Exercise prompt —
Copy the data below word for word, starting at the line that contains "Target: campanile tower" and continuing through the end of the data. Leave out the pictures.

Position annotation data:
= = = =

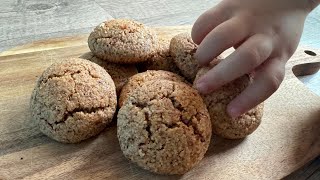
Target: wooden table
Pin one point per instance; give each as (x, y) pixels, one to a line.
(24, 21)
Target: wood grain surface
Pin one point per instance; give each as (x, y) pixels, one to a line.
(287, 139)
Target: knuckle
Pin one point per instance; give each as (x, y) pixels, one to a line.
(276, 79)
(253, 57)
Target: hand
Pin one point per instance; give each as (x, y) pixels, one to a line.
(265, 34)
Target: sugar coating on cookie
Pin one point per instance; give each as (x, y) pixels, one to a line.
(162, 60)
(164, 127)
(123, 41)
(217, 102)
(140, 78)
(182, 48)
(119, 73)
(73, 100)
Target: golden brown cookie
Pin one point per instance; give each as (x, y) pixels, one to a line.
(164, 127)
(162, 60)
(73, 100)
(119, 73)
(139, 79)
(222, 124)
(182, 49)
(123, 41)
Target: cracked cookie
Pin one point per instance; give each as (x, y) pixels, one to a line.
(140, 78)
(182, 49)
(222, 124)
(162, 60)
(119, 73)
(73, 100)
(123, 41)
(164, 127)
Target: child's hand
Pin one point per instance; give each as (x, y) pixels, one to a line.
(265, 34)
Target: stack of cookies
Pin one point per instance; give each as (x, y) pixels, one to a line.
(163, 124)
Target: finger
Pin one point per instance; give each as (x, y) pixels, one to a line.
(242, 61)
(221, 38)
(266, 82)
(208, 21)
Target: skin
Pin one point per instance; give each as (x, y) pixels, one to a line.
(264, 33)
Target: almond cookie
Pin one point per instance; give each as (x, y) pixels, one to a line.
(123, 41)
(164, 127)
(73, 100)
(222, 124)
(182, 49)
(119, 73)
(162, 60)
(139, 79)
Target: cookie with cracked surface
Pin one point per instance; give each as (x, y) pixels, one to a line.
(119, 73)
(217, 101)
(141, 78)
(73, 100)
(162, 60)
(123, 41)
(164, 127)
(182, 49)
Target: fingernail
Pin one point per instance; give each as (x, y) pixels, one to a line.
(201, 86)
(234, 112)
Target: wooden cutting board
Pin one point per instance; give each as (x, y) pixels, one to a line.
(287, 139)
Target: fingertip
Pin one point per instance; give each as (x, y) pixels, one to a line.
(200, 58)
(195, 34)
(202, 87)
(233, 111)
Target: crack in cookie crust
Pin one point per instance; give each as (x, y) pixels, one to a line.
(164, 127)
(73, 100)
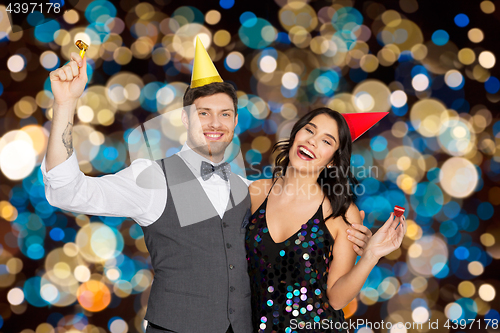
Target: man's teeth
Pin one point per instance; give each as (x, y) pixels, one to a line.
(307, 152)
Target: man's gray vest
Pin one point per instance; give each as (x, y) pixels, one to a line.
(201, 282)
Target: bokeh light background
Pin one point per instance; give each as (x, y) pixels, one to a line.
(431, 64)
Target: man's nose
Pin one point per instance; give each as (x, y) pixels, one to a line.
(214, 121)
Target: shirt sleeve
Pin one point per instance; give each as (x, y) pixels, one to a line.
(138, 191)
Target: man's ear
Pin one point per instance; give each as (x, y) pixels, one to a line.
(185, 118)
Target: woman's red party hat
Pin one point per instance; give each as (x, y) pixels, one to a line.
(359, 123)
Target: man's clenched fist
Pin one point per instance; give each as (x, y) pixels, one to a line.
(68, 82)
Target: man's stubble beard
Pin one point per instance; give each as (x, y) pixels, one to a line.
(210, 150)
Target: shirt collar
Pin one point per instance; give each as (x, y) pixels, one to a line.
(193, 158)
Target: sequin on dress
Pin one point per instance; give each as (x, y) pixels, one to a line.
(289, 279)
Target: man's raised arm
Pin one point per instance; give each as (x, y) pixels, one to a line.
(68, 188)
(68, 83)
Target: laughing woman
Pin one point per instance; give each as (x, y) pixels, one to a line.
(301, 260)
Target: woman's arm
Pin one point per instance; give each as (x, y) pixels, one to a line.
(345, 279)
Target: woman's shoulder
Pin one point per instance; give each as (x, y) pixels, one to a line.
(260, 186)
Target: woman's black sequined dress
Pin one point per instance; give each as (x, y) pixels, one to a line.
(289, 279)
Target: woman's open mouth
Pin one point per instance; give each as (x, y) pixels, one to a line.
(213, 136)
(305, 153)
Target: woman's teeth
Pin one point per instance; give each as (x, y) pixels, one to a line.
(307, 152)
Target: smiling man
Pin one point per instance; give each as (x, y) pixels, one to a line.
(194, 216)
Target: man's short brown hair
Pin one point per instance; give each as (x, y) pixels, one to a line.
(193, 94)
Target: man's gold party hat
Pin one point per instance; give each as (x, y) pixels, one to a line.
(204, 71)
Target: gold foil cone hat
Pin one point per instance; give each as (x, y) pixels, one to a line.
(204, 71)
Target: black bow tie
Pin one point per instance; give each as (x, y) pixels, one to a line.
(223, 170)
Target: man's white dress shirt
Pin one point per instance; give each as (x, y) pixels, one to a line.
(68, 188)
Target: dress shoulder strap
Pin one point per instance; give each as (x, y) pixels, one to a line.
(274, 182)
(323, 200)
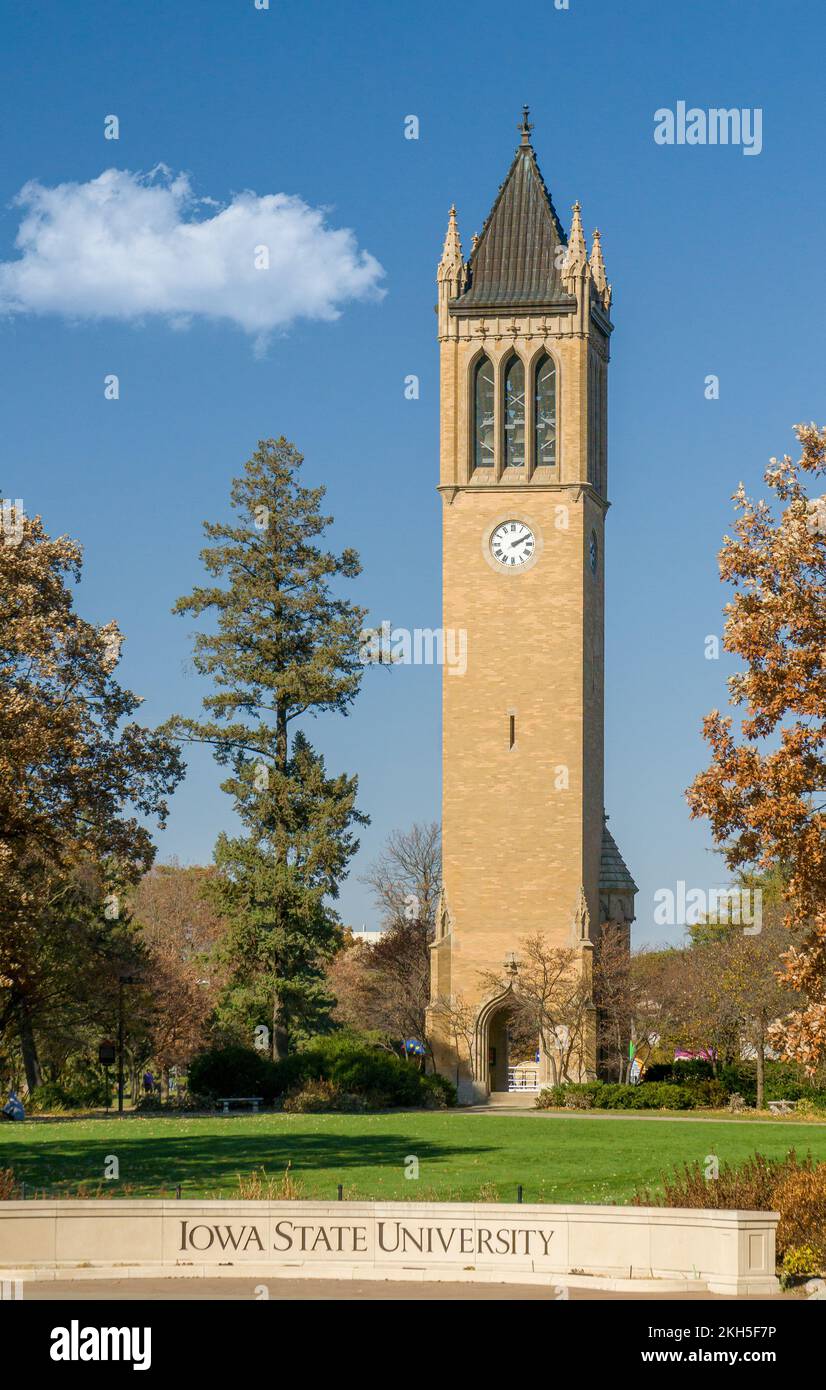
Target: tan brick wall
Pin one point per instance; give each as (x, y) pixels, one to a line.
(516, 847)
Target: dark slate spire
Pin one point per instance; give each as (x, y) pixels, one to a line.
(613, 872)
(513, 263)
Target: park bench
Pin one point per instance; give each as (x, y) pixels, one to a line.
(225, 1101)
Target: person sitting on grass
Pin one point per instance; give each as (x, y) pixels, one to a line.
(14, 1108)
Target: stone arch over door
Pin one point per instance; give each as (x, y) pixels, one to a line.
(490, 1050)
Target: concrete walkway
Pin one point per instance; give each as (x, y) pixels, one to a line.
(683, 1118)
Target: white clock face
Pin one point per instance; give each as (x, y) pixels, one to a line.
(513, 544)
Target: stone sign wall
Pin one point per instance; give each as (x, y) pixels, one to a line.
(729, 1253)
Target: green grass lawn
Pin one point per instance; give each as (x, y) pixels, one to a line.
(556, 1159)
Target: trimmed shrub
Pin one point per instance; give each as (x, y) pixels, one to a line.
(790, 1186)
(348, 1065)
(321, 1097)
(612, 1096)
(232, 1070)
(438, 1091)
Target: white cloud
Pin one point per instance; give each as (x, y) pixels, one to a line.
(132, 245)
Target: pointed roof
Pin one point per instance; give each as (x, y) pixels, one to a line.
(515, 259)
(613, 872)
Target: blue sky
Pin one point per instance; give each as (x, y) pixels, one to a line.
(715, 259)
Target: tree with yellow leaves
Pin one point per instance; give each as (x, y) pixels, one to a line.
(765, 786)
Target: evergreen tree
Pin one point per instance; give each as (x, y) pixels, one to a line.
(284, 645)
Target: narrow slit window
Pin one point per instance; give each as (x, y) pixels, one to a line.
(545, 414)
(483, 414)
(515, 414)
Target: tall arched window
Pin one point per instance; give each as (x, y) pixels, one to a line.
(515, 414)
(483, 414)
(545, 413)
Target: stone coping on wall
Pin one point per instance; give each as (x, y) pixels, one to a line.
(602, 1247)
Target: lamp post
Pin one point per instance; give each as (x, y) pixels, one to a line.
(123, 980)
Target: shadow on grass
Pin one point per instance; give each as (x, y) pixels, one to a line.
(202, 1164)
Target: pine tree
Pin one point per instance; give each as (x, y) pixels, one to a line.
(284, 647)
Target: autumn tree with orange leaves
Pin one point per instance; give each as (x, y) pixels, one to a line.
(765, 788)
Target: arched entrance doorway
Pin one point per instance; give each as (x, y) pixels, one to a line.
(504, 1057)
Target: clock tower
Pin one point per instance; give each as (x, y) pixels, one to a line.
(523, 330)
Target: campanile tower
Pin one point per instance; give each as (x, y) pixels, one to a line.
(523, 330)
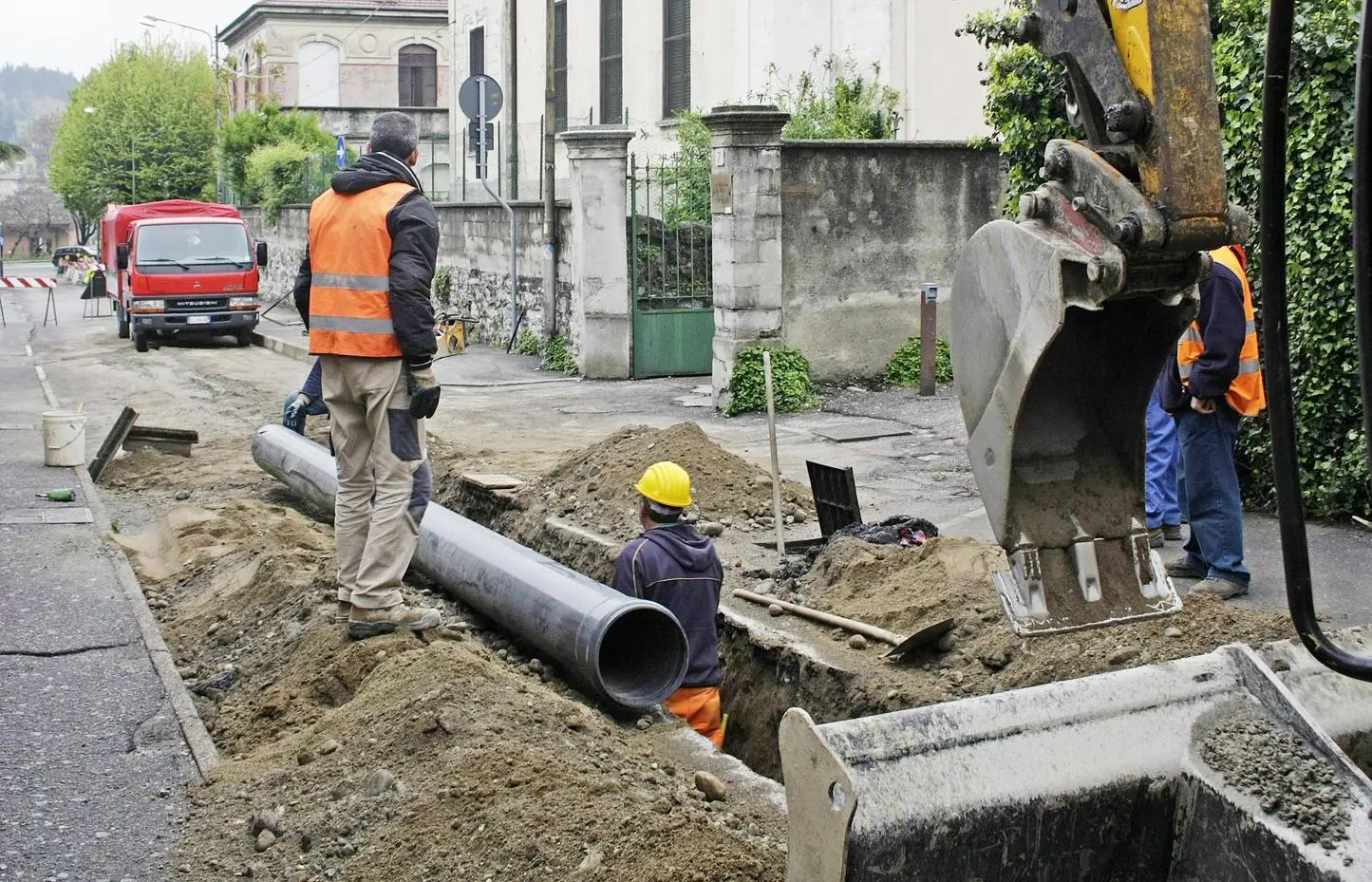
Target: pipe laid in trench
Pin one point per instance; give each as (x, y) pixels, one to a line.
(629, 650)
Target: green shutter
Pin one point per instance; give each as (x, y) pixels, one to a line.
(675, 56)
(612, 61)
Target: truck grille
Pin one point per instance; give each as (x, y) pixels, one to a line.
(197, 305)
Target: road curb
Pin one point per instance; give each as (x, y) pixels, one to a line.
(290, 350)
(193, 727)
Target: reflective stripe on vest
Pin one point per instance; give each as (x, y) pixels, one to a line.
(1246, 394)
(350, 273)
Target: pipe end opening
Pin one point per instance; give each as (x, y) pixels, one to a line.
(642, 657)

= = = =

Solution —
Target: campanile tower
Pin one point per instance; give each as (x, y) pixels, one to a line.
(523, 330)
Target: pipe laid in trench
Pin one point per instance; give each as (x, y) pixels, one to a line.
(629, 650)
Target: green shutter
Pin one point per instance; give each as (x, y) pixels, one to a line.
(675, 56)
(612, 61)
Target: truck grille
Pin one point per instance; give each as (x, y) pixels, one to a line.
(197, 305)
Target: road curb
Pin one point per instance; give each as (x, y) pixels, one to a line.
(290, 350)
(193, 727)
Target: reflective stripe on vest
Pin one point per instance; give each as (x, y) pixels, one to a line.
(1246, 394)
(350, 273)
Target: pipe end opening
Pin one point per instance; give each as (x, y) pixels, one to a line.
(642, 657)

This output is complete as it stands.